Assignment: Quote the entries from the start through the line that contains "positive clicks: (1, 185)", with that line included.

Listed entries:
:::::
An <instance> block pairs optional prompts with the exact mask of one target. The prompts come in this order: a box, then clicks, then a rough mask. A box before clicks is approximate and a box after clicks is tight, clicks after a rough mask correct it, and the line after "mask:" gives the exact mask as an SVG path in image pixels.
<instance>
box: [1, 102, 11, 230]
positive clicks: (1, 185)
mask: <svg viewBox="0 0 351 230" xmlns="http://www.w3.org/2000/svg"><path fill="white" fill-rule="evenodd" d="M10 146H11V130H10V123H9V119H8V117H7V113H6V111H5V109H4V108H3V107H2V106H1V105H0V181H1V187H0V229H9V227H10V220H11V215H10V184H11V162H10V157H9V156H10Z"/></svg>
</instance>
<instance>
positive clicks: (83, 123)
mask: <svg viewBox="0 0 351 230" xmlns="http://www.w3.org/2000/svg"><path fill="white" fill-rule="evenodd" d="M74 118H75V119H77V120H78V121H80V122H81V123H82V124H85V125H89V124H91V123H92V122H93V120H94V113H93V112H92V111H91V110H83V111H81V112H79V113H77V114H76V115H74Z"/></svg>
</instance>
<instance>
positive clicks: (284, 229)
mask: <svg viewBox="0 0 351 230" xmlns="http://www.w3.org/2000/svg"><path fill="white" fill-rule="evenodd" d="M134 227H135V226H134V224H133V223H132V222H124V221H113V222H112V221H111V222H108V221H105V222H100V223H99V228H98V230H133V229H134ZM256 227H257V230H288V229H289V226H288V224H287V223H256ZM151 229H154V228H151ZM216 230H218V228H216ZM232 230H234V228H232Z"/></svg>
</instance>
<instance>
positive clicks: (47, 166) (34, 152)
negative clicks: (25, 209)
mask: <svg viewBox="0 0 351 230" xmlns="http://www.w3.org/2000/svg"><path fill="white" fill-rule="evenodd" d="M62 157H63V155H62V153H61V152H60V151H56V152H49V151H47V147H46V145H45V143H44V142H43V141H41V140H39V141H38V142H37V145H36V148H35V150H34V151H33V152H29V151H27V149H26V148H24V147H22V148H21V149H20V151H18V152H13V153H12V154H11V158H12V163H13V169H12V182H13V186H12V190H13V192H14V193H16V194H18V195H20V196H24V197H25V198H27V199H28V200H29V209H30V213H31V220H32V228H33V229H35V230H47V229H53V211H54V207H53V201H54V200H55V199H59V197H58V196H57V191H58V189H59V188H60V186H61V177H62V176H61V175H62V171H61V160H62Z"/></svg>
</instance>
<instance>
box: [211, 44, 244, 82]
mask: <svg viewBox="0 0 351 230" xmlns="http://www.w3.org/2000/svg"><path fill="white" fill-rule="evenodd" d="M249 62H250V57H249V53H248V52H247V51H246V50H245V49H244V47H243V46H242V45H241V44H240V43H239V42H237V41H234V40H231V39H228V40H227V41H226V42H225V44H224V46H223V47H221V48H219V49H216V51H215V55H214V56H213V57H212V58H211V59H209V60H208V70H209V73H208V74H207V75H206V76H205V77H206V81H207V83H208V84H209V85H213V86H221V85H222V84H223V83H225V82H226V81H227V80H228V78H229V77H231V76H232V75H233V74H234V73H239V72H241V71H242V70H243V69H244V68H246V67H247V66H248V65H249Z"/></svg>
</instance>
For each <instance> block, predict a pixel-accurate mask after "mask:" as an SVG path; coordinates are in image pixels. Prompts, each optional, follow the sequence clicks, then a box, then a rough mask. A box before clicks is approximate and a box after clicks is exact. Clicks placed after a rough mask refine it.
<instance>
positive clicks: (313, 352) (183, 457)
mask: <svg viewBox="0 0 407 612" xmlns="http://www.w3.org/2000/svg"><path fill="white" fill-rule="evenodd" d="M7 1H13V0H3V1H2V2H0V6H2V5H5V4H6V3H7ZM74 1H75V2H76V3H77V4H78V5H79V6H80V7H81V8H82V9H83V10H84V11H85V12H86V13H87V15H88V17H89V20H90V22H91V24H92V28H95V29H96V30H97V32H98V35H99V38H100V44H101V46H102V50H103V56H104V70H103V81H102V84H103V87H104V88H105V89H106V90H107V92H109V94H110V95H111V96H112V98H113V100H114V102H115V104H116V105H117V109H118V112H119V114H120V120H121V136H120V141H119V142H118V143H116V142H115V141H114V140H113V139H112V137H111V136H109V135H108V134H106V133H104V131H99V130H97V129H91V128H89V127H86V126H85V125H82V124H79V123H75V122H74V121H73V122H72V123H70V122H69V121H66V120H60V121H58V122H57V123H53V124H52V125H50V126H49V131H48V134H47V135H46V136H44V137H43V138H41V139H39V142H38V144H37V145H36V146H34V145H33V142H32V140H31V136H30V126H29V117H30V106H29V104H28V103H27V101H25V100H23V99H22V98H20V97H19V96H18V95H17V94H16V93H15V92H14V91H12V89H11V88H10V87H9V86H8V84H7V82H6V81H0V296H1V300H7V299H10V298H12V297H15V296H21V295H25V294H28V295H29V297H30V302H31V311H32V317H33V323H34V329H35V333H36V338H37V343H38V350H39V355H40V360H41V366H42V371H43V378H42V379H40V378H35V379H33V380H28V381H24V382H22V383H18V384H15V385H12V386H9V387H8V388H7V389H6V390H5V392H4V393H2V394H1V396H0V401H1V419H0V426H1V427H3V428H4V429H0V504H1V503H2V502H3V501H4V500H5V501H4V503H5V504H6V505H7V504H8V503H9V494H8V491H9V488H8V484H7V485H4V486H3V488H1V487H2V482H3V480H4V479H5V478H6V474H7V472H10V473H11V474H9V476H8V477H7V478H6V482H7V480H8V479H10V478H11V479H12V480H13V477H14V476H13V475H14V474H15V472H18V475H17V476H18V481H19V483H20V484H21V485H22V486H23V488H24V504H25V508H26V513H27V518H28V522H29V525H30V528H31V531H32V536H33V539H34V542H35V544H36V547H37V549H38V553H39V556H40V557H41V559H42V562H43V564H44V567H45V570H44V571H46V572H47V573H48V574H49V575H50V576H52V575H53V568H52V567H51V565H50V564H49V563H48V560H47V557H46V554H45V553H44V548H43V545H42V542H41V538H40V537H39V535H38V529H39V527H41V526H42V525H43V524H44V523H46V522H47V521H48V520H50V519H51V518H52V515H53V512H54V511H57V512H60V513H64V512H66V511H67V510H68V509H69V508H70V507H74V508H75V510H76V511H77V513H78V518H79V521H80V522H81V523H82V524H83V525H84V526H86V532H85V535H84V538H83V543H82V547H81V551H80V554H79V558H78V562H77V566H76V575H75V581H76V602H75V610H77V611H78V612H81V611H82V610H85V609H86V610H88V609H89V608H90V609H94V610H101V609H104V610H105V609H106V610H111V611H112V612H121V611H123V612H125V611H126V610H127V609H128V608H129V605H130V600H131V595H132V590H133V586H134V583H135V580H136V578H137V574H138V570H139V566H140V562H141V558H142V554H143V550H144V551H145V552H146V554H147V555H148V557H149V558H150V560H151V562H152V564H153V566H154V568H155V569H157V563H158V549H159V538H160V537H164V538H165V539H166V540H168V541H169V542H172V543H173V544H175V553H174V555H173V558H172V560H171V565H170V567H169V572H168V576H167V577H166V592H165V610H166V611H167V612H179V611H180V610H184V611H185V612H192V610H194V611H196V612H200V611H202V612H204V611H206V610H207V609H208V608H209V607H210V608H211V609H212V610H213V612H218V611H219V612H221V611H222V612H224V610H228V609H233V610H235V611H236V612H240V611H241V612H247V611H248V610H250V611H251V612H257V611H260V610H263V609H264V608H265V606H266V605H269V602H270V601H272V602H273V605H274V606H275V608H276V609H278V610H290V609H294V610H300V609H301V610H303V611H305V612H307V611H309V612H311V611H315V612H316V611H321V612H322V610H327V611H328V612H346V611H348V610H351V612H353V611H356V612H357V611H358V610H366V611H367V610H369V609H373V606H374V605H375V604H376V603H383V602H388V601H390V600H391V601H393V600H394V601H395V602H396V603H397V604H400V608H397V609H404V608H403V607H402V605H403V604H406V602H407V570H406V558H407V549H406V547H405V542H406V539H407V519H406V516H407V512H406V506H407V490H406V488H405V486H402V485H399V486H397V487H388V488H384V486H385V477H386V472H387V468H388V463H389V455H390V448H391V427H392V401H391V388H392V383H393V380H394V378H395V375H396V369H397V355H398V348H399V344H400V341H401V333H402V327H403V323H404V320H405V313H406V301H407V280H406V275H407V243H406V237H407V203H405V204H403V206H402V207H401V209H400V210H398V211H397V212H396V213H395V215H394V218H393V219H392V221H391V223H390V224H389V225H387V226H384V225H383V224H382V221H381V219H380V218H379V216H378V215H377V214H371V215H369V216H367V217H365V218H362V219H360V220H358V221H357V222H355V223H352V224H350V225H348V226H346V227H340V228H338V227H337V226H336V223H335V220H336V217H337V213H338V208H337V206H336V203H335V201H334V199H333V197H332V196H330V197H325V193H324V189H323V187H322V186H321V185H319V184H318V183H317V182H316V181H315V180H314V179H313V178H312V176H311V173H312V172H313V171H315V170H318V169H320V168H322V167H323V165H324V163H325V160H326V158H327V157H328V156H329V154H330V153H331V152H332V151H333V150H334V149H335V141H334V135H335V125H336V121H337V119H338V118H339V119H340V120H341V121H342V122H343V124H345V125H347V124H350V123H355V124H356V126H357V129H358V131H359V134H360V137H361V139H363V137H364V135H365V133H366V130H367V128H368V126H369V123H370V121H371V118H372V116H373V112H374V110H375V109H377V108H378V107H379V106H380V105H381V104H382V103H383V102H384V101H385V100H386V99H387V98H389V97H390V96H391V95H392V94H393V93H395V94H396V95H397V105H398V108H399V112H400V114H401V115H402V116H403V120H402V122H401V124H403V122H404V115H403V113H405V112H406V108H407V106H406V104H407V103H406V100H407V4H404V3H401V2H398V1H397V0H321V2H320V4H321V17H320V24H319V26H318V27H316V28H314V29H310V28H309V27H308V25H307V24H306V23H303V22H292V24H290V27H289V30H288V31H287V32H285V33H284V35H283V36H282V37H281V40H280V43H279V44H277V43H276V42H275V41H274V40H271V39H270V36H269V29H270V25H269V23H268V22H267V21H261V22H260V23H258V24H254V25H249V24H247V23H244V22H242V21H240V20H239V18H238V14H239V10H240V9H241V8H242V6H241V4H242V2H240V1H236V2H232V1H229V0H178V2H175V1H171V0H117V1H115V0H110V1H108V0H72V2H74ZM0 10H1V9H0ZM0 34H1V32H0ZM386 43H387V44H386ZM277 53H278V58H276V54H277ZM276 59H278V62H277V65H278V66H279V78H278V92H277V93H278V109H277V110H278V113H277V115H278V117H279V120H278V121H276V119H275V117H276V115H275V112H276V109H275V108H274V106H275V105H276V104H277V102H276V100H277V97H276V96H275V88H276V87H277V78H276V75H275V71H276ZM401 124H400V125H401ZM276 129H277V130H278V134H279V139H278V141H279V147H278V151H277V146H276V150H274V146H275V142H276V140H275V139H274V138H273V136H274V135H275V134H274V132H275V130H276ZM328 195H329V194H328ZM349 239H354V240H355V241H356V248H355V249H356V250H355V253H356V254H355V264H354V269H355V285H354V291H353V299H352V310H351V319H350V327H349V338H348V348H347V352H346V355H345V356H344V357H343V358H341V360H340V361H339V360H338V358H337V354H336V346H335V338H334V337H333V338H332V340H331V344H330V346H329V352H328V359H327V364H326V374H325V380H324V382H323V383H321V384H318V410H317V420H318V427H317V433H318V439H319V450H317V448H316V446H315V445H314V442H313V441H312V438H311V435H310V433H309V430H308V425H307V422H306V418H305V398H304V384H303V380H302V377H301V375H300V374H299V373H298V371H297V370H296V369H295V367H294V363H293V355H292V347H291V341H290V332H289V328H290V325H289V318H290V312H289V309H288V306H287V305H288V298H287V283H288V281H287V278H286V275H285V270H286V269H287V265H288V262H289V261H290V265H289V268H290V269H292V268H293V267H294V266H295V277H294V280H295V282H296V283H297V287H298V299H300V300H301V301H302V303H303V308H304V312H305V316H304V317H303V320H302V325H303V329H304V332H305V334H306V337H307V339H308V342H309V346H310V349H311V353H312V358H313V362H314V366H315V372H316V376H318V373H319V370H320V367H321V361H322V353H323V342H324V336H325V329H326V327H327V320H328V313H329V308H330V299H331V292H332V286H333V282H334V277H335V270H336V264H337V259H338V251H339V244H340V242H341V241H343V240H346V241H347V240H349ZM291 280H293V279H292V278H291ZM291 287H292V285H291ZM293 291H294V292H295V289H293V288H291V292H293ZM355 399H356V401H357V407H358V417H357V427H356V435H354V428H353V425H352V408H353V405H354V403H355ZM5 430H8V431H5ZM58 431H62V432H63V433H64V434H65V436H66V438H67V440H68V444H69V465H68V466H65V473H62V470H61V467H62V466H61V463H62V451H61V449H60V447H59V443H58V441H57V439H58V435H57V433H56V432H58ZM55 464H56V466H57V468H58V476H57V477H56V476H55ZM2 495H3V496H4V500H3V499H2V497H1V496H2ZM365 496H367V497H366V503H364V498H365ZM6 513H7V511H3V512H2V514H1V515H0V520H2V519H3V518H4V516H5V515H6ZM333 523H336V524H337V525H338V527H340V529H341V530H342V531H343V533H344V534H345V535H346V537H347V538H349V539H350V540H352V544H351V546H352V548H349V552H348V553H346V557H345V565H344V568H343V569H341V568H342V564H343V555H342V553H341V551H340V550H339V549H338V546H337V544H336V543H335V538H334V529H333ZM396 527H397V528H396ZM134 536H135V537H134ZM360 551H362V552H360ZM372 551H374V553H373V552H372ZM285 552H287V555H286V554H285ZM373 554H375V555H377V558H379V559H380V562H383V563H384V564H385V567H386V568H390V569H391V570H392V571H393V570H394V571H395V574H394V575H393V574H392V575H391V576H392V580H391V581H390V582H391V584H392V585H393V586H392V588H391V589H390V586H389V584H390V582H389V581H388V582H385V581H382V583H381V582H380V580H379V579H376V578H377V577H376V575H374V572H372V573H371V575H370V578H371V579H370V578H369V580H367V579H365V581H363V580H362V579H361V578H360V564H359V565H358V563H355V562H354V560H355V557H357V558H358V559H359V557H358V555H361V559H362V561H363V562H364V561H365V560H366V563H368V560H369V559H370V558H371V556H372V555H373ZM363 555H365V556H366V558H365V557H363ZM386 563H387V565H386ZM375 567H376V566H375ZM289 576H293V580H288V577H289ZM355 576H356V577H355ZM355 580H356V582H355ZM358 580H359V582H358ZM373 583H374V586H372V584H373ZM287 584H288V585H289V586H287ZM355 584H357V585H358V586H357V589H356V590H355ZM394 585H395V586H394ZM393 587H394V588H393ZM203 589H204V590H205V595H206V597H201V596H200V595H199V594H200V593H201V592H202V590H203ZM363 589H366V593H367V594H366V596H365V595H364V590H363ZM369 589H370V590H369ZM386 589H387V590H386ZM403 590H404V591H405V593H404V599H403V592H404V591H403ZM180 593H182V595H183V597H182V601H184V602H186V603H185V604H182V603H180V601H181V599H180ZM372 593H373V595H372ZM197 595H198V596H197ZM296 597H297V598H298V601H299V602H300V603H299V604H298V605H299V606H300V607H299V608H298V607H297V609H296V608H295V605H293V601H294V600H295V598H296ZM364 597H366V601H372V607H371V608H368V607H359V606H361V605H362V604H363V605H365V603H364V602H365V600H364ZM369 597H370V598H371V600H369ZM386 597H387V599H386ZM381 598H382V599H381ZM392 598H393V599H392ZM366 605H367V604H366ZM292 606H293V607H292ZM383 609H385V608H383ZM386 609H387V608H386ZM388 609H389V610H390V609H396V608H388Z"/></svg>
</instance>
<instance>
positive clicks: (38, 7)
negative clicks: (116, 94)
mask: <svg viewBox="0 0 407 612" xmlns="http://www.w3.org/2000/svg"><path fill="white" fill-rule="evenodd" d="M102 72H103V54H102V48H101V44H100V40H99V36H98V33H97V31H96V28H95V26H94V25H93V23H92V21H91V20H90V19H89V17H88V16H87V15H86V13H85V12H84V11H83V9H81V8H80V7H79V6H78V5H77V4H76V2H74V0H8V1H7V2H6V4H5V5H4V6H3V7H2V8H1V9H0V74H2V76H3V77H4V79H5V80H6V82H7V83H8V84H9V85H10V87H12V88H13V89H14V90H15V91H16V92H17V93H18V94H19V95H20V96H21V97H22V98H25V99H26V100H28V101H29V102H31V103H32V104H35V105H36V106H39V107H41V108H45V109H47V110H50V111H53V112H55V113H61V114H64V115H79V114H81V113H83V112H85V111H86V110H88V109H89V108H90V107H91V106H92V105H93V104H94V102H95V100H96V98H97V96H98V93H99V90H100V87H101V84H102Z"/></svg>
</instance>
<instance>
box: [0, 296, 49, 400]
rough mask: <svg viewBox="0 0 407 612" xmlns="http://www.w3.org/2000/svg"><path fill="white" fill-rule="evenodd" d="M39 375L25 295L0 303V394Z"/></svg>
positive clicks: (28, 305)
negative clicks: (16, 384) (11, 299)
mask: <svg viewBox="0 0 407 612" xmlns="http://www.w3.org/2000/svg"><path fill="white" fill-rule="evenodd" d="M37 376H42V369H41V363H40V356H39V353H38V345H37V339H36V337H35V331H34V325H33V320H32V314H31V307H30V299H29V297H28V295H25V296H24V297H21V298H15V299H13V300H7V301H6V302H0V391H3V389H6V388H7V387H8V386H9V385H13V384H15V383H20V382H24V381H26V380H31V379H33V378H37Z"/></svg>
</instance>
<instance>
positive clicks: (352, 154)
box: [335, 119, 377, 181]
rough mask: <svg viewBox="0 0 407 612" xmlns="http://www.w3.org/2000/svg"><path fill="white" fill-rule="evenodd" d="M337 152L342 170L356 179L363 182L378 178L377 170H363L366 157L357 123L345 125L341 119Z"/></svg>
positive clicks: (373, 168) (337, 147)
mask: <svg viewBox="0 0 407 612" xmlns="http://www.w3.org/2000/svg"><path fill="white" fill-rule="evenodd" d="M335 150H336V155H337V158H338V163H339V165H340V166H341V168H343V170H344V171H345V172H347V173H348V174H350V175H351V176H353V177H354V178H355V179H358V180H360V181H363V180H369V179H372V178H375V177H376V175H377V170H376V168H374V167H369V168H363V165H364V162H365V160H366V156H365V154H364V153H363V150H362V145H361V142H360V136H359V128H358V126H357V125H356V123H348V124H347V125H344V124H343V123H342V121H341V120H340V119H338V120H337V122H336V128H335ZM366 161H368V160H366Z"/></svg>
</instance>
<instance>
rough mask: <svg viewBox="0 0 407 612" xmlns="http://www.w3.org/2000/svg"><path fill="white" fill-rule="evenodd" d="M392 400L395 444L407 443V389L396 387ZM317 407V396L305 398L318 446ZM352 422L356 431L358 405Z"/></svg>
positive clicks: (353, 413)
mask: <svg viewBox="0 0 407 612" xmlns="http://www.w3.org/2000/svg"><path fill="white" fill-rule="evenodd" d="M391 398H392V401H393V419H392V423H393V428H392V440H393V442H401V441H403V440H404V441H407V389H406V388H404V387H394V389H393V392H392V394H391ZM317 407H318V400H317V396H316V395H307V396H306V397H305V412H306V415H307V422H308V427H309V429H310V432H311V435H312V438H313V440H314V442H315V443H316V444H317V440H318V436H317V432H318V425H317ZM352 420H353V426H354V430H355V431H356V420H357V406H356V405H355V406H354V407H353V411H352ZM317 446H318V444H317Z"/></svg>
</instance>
:::::
Answer section:
An <instance> block pairs optional prompts with the exact mask of one target. The prompts come in this order: a box, then clicks, then a rough mask. A box before clicks is approximate and a box after clicks is tight, clicks after a rough mask correct it, and the line after "mask:" gives the exact mask as an SVG path in image pixels.
<instance>
box: [1, 102, 11, 230]
positive clicks: (1, 185)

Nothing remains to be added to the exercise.